Exercise requirements: A complete response lists each line of the data below that includes the word "muddy".

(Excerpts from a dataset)
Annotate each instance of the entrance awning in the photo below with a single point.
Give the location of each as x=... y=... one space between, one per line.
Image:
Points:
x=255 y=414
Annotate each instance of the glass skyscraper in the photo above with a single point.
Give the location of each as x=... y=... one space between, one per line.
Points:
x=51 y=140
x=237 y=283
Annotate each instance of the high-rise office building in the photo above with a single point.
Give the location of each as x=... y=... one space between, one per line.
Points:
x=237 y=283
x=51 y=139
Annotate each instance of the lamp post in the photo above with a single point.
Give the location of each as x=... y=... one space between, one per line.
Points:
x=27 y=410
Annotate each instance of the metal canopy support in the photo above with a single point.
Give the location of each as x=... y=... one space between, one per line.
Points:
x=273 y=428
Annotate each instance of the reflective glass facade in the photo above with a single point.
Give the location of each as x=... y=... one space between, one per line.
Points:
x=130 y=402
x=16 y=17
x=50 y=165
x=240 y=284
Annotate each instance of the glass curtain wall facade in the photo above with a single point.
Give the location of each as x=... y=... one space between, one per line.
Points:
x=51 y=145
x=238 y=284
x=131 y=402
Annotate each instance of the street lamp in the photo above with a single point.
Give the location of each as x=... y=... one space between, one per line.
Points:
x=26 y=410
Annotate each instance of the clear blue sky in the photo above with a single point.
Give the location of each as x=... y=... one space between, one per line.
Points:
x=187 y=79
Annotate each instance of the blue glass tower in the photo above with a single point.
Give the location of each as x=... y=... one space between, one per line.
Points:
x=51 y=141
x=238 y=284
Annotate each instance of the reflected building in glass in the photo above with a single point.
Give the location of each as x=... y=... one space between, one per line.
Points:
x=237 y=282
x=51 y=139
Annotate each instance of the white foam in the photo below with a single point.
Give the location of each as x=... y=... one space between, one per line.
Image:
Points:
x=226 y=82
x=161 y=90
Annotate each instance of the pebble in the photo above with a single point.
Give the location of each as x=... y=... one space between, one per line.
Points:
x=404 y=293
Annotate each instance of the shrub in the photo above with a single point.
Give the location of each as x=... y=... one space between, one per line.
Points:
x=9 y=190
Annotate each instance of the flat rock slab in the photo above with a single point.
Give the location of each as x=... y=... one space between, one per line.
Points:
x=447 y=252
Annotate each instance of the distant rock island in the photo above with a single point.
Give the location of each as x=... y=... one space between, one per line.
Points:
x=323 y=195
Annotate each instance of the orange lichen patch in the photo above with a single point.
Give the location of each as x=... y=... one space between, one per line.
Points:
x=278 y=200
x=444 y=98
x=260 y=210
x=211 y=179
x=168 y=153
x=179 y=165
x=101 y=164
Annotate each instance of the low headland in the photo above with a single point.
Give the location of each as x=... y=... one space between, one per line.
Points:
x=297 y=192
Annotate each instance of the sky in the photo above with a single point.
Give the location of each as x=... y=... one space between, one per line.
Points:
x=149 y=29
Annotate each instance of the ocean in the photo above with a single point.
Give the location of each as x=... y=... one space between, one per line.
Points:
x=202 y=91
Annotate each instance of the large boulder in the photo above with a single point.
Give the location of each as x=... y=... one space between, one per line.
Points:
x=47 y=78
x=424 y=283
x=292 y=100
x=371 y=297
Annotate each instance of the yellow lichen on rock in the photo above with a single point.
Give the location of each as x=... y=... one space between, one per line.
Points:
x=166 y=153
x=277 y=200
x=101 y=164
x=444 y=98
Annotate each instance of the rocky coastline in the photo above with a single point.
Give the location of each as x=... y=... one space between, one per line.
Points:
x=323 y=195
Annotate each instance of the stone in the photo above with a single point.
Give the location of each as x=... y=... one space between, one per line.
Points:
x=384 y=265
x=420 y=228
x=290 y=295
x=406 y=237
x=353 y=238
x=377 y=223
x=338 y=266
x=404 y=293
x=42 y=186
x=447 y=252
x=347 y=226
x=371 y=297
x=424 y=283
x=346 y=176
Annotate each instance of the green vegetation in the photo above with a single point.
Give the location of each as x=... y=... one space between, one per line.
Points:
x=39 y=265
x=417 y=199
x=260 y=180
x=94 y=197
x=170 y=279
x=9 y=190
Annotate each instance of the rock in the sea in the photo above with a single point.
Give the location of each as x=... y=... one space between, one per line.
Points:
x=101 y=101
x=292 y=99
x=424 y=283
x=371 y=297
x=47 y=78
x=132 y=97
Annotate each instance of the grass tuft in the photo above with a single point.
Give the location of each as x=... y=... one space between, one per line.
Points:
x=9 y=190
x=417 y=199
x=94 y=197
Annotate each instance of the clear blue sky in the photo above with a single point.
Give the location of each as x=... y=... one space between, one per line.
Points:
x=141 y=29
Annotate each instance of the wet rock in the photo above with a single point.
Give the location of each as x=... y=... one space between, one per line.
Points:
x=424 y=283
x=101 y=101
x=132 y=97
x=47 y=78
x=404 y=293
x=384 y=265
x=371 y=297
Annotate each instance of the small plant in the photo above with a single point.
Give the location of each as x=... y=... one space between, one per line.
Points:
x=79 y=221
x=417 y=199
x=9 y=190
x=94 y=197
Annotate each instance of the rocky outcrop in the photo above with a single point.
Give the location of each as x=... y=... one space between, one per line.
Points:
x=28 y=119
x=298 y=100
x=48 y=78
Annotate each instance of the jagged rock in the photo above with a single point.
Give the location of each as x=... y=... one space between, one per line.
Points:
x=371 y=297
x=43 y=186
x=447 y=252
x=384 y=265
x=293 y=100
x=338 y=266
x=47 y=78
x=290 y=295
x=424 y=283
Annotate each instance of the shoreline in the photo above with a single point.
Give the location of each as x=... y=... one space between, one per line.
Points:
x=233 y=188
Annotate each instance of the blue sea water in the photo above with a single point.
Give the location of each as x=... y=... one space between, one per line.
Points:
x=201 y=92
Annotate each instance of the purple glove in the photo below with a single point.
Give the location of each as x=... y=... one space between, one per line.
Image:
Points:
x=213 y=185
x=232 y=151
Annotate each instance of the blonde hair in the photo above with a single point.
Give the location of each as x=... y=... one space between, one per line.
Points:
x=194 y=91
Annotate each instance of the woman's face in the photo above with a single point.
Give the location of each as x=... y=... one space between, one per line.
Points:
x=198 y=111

...

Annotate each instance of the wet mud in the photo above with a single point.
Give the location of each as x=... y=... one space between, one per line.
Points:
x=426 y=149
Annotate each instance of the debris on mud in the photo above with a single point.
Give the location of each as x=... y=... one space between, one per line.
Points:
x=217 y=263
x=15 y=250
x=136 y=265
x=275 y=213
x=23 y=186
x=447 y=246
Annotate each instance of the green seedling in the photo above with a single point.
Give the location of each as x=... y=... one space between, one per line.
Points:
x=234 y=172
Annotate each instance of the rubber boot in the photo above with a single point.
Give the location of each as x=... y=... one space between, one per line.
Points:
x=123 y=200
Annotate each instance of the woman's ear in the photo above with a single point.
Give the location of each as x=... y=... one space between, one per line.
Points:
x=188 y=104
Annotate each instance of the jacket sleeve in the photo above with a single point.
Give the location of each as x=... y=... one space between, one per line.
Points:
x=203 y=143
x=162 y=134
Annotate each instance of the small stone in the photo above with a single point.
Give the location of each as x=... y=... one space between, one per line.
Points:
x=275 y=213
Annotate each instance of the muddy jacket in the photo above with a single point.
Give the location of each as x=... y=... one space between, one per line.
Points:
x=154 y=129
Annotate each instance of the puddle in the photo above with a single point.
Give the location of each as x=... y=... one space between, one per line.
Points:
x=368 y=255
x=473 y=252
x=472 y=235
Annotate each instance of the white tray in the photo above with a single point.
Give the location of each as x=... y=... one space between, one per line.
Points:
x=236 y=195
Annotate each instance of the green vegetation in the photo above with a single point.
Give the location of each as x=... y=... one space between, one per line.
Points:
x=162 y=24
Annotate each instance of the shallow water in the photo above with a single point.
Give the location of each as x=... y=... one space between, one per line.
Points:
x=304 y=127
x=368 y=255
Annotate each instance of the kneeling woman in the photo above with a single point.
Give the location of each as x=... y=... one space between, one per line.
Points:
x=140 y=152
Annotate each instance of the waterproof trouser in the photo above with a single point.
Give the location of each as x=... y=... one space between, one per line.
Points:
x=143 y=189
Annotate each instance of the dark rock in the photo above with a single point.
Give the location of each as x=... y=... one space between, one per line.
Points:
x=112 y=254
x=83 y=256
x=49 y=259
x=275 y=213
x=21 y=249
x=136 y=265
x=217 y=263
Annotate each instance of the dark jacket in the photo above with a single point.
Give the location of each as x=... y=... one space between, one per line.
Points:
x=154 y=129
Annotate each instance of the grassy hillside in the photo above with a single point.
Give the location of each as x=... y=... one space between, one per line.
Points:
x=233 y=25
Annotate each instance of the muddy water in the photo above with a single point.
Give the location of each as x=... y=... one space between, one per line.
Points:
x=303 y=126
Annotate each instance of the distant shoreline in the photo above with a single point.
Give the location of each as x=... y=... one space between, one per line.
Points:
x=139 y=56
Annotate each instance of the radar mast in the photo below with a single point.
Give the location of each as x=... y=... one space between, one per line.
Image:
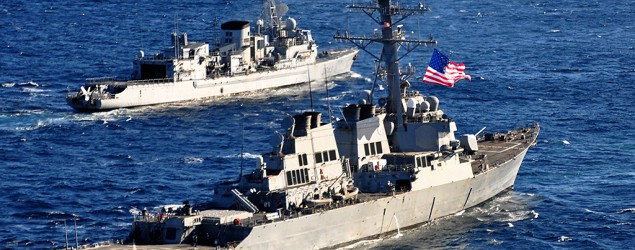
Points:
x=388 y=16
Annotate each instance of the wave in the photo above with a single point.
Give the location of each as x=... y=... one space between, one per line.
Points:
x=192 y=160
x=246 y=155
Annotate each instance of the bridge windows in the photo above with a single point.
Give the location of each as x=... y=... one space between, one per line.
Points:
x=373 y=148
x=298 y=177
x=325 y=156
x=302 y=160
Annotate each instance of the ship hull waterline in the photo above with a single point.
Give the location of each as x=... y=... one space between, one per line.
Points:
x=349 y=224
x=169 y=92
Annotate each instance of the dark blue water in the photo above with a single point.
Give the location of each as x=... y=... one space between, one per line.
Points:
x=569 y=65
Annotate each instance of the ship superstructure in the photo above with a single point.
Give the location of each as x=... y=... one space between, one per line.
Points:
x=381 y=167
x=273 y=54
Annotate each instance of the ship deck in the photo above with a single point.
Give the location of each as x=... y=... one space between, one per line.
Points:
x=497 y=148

---

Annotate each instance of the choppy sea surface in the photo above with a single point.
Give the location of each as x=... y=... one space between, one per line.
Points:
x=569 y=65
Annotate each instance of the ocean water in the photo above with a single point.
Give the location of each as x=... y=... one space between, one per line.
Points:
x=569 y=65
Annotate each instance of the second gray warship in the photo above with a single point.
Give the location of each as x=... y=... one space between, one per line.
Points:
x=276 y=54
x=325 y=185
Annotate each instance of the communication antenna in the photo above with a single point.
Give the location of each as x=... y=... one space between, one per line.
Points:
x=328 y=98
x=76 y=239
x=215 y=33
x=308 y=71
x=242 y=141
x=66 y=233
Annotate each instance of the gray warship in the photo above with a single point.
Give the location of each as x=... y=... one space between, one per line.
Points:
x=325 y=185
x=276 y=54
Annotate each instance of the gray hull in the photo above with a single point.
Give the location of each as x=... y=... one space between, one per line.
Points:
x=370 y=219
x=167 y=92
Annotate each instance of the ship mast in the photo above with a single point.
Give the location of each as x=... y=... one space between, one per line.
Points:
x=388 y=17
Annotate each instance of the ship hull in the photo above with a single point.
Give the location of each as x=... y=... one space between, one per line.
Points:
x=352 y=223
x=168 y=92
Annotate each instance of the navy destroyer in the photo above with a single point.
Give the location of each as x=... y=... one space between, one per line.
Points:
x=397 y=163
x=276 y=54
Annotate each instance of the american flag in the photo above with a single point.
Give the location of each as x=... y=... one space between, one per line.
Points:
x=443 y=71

Answer space:
Annotate each instance of the muddy jacket in the photo above with a single point.
Annotate each instance of the muddy water in the photo above with a single point.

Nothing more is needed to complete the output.